[Stored records]
※ ※ ※
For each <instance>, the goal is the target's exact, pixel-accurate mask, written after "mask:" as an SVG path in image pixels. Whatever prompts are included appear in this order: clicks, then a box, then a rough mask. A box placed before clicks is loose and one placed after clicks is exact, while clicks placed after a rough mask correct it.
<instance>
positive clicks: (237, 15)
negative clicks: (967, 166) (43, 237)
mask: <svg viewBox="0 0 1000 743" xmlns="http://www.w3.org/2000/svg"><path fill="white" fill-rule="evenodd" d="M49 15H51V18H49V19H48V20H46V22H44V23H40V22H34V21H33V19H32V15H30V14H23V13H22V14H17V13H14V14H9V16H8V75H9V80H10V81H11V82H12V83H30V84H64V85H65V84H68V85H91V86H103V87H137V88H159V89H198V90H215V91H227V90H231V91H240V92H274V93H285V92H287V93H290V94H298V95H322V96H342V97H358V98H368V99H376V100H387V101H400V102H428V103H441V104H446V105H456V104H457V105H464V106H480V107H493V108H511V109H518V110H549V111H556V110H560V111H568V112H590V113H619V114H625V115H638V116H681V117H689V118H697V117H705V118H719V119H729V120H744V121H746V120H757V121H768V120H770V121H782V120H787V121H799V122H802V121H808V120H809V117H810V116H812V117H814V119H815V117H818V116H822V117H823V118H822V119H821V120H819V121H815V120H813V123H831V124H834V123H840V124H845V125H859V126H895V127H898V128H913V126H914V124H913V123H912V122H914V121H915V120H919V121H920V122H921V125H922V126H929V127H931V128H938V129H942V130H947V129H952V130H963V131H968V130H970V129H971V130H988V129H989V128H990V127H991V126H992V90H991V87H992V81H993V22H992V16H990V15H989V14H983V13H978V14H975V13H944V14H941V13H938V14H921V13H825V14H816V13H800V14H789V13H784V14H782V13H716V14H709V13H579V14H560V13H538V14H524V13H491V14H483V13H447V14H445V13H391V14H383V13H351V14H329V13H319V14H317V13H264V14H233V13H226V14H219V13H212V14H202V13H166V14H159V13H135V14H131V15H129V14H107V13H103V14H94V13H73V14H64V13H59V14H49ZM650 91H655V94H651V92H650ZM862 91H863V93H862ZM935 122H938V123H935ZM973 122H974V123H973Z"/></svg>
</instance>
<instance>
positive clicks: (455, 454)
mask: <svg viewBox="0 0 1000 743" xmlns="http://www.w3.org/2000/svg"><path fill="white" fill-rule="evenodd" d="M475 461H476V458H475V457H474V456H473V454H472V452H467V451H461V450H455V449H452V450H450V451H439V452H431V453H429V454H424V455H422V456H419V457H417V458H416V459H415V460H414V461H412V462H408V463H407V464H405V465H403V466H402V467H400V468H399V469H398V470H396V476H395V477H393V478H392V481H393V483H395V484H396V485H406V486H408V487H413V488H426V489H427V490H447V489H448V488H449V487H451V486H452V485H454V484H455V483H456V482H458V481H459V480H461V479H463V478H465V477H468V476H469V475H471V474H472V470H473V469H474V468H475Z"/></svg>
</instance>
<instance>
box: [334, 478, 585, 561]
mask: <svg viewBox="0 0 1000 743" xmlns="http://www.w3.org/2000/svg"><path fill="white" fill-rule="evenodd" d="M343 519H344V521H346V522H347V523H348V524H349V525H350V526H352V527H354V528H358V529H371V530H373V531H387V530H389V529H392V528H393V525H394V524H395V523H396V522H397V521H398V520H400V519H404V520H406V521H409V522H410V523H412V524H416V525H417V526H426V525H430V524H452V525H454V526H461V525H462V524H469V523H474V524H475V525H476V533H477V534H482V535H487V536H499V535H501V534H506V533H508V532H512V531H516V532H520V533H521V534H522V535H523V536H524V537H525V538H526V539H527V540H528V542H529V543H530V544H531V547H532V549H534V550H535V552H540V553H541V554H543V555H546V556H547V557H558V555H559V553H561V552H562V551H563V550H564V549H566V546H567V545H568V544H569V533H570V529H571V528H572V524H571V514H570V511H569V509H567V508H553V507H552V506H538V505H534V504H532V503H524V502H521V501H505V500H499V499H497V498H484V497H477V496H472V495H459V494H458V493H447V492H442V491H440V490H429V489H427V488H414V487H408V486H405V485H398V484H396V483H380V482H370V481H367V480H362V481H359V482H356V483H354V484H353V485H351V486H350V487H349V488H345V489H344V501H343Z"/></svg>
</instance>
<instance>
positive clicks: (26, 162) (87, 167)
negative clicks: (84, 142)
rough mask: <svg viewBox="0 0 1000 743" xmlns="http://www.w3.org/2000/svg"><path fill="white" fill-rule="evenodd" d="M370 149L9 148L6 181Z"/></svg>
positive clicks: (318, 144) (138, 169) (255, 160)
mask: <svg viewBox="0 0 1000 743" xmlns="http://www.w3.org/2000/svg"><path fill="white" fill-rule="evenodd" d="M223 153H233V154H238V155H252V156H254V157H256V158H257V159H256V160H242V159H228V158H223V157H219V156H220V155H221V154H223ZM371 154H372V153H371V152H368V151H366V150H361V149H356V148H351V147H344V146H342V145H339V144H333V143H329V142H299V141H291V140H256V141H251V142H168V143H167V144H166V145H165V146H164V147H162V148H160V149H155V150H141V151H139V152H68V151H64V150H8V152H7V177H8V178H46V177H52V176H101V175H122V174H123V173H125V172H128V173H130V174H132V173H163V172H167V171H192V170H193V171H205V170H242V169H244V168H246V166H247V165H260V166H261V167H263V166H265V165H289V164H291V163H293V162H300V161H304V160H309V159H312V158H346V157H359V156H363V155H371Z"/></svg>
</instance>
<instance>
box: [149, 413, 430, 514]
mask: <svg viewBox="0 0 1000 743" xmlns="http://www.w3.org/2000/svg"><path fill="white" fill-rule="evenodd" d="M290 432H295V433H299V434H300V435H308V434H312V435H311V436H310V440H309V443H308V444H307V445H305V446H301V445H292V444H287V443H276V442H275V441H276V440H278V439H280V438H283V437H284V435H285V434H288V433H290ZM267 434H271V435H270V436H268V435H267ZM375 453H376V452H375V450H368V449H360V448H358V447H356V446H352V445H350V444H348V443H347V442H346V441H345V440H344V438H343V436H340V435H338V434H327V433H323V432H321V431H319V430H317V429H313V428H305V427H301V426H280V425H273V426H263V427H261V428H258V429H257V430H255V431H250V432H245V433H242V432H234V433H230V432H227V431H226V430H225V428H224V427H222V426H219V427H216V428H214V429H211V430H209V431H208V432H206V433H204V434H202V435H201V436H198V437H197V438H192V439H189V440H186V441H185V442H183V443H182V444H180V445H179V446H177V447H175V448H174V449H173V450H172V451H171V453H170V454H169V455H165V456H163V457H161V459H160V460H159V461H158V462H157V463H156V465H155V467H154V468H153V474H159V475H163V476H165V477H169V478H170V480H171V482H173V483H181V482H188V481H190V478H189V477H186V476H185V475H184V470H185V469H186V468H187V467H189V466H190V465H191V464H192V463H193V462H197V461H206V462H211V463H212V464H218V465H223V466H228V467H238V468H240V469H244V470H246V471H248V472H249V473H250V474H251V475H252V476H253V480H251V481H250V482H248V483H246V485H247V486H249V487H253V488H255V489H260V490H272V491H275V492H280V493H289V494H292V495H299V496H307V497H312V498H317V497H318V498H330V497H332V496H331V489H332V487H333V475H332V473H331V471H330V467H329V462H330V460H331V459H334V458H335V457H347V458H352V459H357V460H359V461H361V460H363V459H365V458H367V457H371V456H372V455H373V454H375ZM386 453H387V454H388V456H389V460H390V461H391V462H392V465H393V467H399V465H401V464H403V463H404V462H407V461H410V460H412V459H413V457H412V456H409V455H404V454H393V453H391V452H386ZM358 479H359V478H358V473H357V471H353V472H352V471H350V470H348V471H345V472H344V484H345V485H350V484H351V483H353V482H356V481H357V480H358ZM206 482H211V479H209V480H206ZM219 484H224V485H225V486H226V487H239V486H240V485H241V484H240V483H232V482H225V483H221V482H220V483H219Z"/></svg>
※ ※ ※
> [Exercise requirements]
Review the preceding data and report every line that includes the string "rough".

> [Answer section]
For each <instance>, the goal is the target's exact, pixel-accurate mask, written after "mask:" as an SVG path in image pixels. Whatever prompts are included appear in this order: clicks, then a box, then a rough mask. A box placed before clicks is loose and one placed after clicks is exact, while clicks placed after a rough mask correct it.
rough mask: <svg viewBox="0 0 1000 743" xmlns="http://www.w3.org/2000/svg"><path fill="white" fill-rule="evenodd" d="M370 149L9 148L6 181Z"/></svg>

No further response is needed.